***** 表示レコード

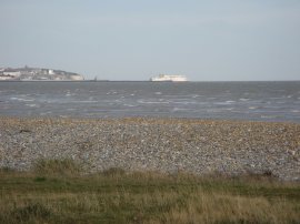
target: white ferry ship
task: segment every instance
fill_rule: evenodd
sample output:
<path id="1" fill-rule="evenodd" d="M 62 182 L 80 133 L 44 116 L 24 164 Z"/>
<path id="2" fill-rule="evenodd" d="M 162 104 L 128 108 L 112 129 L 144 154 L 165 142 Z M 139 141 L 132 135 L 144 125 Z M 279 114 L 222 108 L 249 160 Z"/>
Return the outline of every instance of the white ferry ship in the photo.
<path id="1" fill-rule="evenodd" d="M 153 82 L 187 82 L 188 79 L 184 75 L 159 74 L 158 77 L 150 78 L 150 81 L 153 81 Z"/>

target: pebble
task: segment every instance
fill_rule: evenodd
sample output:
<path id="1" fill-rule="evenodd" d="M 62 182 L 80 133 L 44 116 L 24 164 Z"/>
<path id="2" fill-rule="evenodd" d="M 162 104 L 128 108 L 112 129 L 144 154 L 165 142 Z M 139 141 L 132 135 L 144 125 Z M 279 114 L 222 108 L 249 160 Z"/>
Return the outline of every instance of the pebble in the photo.
<path id="1" fill-rule="evenodd" d="M 0 118 L 0 167 L 73 159 L 86 172 L 263 174 L 300 181 L 300 124 L 198 119 Z"/>

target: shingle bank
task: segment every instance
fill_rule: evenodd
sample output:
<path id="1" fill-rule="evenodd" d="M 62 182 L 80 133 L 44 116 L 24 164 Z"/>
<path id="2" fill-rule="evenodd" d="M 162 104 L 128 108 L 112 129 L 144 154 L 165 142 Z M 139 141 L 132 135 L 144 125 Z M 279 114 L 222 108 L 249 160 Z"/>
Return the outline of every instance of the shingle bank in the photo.
<path id="1" fill-rule="evenodd" d="M 39 159 L 194 174 L 271 173 L 300 181 L 300 124 L 190 119 L 0 118 L 0 166 Z"/>

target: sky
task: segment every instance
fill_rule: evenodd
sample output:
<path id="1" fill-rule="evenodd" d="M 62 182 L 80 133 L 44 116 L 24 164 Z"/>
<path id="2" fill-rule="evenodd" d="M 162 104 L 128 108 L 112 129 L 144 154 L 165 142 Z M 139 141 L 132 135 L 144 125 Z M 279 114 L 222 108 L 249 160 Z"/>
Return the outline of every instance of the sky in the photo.
<path id="1" fill-rule="evenodd" d="M 300 80 L 299 0 L 0 0 L 0 67 Z"/>

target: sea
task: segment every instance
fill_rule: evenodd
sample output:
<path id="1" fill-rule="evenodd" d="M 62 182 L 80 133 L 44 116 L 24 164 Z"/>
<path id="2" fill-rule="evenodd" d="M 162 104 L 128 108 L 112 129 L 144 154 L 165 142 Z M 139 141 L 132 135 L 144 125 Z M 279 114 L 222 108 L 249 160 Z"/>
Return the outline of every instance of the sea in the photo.
<path id="1" fill-rule="evenodd" d="M 300 123 L 300 81 L 0 82 L 0 115 Z"/>

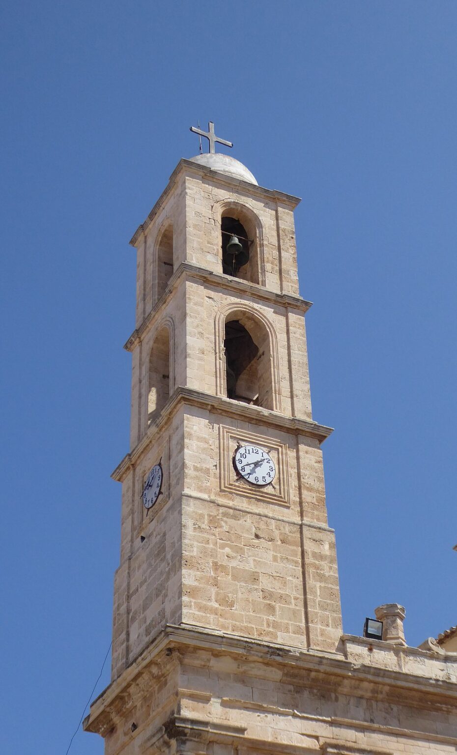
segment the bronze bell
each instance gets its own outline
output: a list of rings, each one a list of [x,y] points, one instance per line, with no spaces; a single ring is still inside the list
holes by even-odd
[[[239,254],[242,251],[242,246],[238,240],[238,236],[235,234],[230,236],[230,239],[227,245],[227,251],[229,254]]]
[[[238,236],[236,236],[235,234],[230,236],[230,239],[226,247],[226,252],[227,254],[233,255],[233,262],[236,270],[242,267],[243,265],[245,265],[246,262],[249,262],[249,252],[246,249],[243,249]]]

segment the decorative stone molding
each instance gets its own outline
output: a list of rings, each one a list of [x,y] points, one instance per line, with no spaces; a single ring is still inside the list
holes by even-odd
[[[242,495],[256,501],[265,501],[279,506],[290,506],[289,500],[289,470],[287,467],[287,446],[270,435],[255,435],[233,427],[220,426],[219,453],[221,470],[221,489],[228,493],[239,493],[239,479],[236,478],[233,464],[234,449],[237,445],[252,444],[267,448],[276,467],[275,488],[248,488],[244,485]]]
[[[418,645],[419,650],[428,650],[431,653],[438,653],[440,655],[446,655],[444,648],[440,647],[434,637],[428,637],[421,645]]]
[[[254,304],[245,301],[230,302],[221,307],[215,320],[215,338],[216,355],[216,393],[218,396],[227,396],[227,377],[225,370],[225,350],[224,341],[225,337],[225,323],[229,315],[233,313],[240,313],[240,322],[245,313],[249,319],[257,320],[267,330],[270,340],[270,370],[271,374],[271,391],[273,411],[281,411],[281,396],[279,390],[279,358],[278,355],[278,339],[276,331],[271,322],[264,313]],[[249,329],[249,328],[248,328]],[[253,339],[254,340],[254,339]]]
[[[334,742],[324,742],[321,750],[322,755],[393,755],[392,750],[384,750],[380,747],[360,747],[354,744],[338,744]]]

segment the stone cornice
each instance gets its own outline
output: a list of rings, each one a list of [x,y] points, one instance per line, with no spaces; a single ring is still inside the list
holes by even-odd
[[[196,406],[208,411],[216,411],[221,417],[231,417],[234,419],[252,422],[254,424],[274,427],[283,432],[314,438],[320,444],[323,443],[333,432],[332,427],[326,427],[325,425],[310,420],[301,419],[298,417],[288,417],[279,411],[264,409],[261,406],[252,406],[240,401],[227,399],[225,396],[215,396],[202,390],[178,386],[165,405],[157,420],[149,427],[144,438],[134,448],[126,454],[116,467],[111,475],[113,479],[118,482],[122,482],[130,468],[136,465],[143,454],[156,440],[157,433],[165,430],[182,406]]]
[[[433,677],[422,676],[387,667],[355,663],[338,652],[303,650],[226,634],[215,630],[190,625],[168,625],[92,703],[90,713],[83,723],[84,729],[99,733],[107,732],[110,726],[116,722],[120,710],[125,715],[125,710],[135,704],[137,692],[140,692],[145,686],[150,686],[168,673],[171,664],[179,664],[181,657],[187,652],[186,649],[191,649],[193,652],[196,650],[208,652],[208,664],[212,657],[224,655],[239,658],[242,661],[242,665],[264,662],[270,667],[278,669],[286,684],[340,690],[344,691],[344,694],[355,696],[360,695],[363,686],[366,698],[401,701],[405,705],[412,704],[428,710],[435,707],[443,711],[453,710],[457,702],[457,685],[446,679],[446,669],[440,668],[441,660],[433,669]],[[401,652],[407,655],[410,649],[402,648]],[[429,658],[426,652],[422,652],[425,658]],[[239,707],[255,704],[261,708],[264,704],[227,698],[225,704]],[[280,713],[281,710],[277,712]],[[322,718],[318,715],[301,714],[294,710],[288,711],[284,709],[283,713],[315,720]],[[366,722],[354,722],[349,719],[338,719],[338,722],[340,725],[348,726],[360,725],[366,728],[369,726]],[[394,731],[393,727],[379,724],[373,725],[372,728],[376,727],[386,731],[391,729],[392,732]],[[395,729],[397,734],[403,734],[404,731]],[[415,735],[415,732],[405,733],[408,736]],[[457,742],[455,737],[426,732],[415,734],[425,739]]]
[[[135,328],[124,344],[124,348],[126,351],[133,351],[135,346],[149,332],[150,328],[156,322],[158,314],[162,312],[169,300],[171,292],[183,278],[186,280],[201,281],[203,283],[218,288],[224,288],[225,290],[233,291],[237,296],[247,294],[252,297],[253,300],[279,304],[280,307],[297,310],[304,314],[313,306],[312,302],[302,299],[301,296],[293,296],[291,294],[279,294],[276,291],[270,291],[269,288],[265,288],[264,286],[258,285],[257,283],[250,283],[249,281],[243,281],[239,278],[233,278],[231,276],[226,276],[222,273],[212,273],[211,270],[207,270],[203,267],[198,267],[190,262],[181,262],[170,279],[163,296],[161,297],[143,320],[139,328]]]
[[[199,176],[205,176],[207,178],[213,179],[217,181],[218,183],[222,183],[232,190],[239,188],[245,192],[247,191],[253,196],[259,196],[262,199],[267,198],[276,202],[280,202],[285,205],[289,205],[292,209],[295,208],[300,202],[301,202],[300,197],[294,196],[292,194],[286,194],[284,192],[277,191],[274,189],[265,189],[264,186],[256,186],[255,183],[249,183],[248,181],[242,181],[239,178],[234,178],[232,176],[227,175],[227,173],[220,173],[217,171],[214,171],[211,168],[208,168],[206,165],[202,165],[198,162],[193,162],[192,160],[186,160],[183,158],[179,161],[178,165],[173,171],[167,186],[159,197],[147,217],[144,223],[141,223],[138,226],[133,236],[130,239],[130,244],[131,246],[136,246],[141,233],[146,233],[154,217],[157,214],[163,205],[166,197],[170,193],[178,176],[184,173],[187,174],[194,174]]]

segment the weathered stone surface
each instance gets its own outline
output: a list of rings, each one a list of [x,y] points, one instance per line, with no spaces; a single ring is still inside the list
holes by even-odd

**********

「target: sea」を含む行から「300 123 L 300」を含む行までを、「sea」を「ocean」に置き換えて書き直してください。それ以外の部分は変えないでください。

target: ocean
task: segment every instance
fill_rule: evenodd
sample output:
<path id="1" fill-rule="evenodd" d="M 62 182 L 80 133 L 44 116 L 24 164 Z"/>
<path id="2" fill-rule="evenodd" d="M 162 104 L 128 108 L 112 129 L 144 154 L 165 142 Z M 139 141 L 132 135 L 144 125 Z M 279 114 L 222 108 L 249 160 Z"/>
Return the outline of every instance of the ocean in the photo.
<path id="1" fill-rule="evenodd" d="M 300 123 L 300 81 L 0 82 L 0 115 Z"/>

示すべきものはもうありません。